*What you will do*.
All of the entries below should be returned verbatim, apart from the pictures.

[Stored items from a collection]
|---|

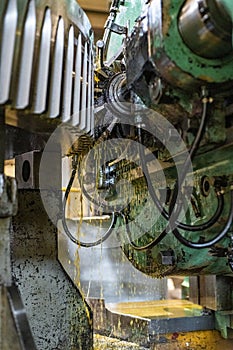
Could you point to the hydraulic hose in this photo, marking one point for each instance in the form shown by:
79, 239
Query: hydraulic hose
66, 229
2, 140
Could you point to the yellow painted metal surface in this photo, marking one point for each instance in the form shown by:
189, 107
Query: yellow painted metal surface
201, 340
157, 308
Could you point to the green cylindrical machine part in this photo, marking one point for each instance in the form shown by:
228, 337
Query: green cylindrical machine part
206, 27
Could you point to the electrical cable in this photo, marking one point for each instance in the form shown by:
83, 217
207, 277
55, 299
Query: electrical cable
164, 213
212, 241
2, 140
175, 213
66, 229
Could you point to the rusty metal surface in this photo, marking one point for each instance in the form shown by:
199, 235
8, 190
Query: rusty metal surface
148, 323
8, 335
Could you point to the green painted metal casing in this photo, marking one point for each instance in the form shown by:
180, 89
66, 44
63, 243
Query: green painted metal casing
156, 35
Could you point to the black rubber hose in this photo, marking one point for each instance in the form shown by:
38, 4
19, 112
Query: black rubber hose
212, 241
66, 229
156, 200
2, 140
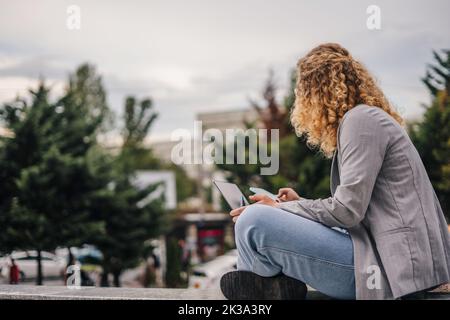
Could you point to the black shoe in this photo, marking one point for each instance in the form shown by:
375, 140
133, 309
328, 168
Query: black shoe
245, 285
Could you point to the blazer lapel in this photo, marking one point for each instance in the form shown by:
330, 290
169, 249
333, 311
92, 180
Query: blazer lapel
335, 179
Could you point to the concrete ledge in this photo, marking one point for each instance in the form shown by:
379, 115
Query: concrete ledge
24, 292
27, 292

|---|

*The completed task*.
Could you point to the hydraulic hose in this photo, marking one point for each instance in the form shown by:
79, 239
Query: hydraulic hose
66, 229
2, 140
Could you point to the yellow painted metal surface in this photo, marking one point for each instance in the form shown by:
189, 107
Query: yellow painted metal surface
201, 340
157, 308
Could you point to the green cylindrical machine part in this photo, marking one point for each instance in the form shown by:
228, 337
Query: green cylindrical machine part
206, 27
Could you point to the electrical cable in this photo, marking one point for each instance in the form shown by:
83, 217
207, 277
55, 299
Query: electrical cable
164, 213
212, 241
2, 140
175, 213
66, 229
Could you point to the rusty metal surface in this photo, marking one point for each instance in the form shown by:
199, 235
8, 190
Query: rusty metal surface
148, 323
8, 335
Could you point to the green painted metal casing in this photo, marking one point for each instance in the form shown by:
180, 89
66, 44
63, 243
Query: green painted metal casing
156, 35
Could you point to the black rubber hose in this photo, marking one point for each instance in the form shown by:
38, 4
19, 112
Query: black rubber hose
212, 241
66, 229
156, 200
2, 140
Could you point to the black shoe in this photo, marking one point for each instance in the form shown by:
375, 140
133, 309
328, 168
Query: black shoe
245, 285
Could you point to the blazer lapel in this photo, marking one point for each instance in the form shown by:
330, 290
169, 249
333, 311
92, 180
Query: blazer lapel
335, 179
Could you point to the concrete ledge in this photo, marking one point for each instance in the form shown by:
379, 115
Query: concrete ledge
24, 292
27, 292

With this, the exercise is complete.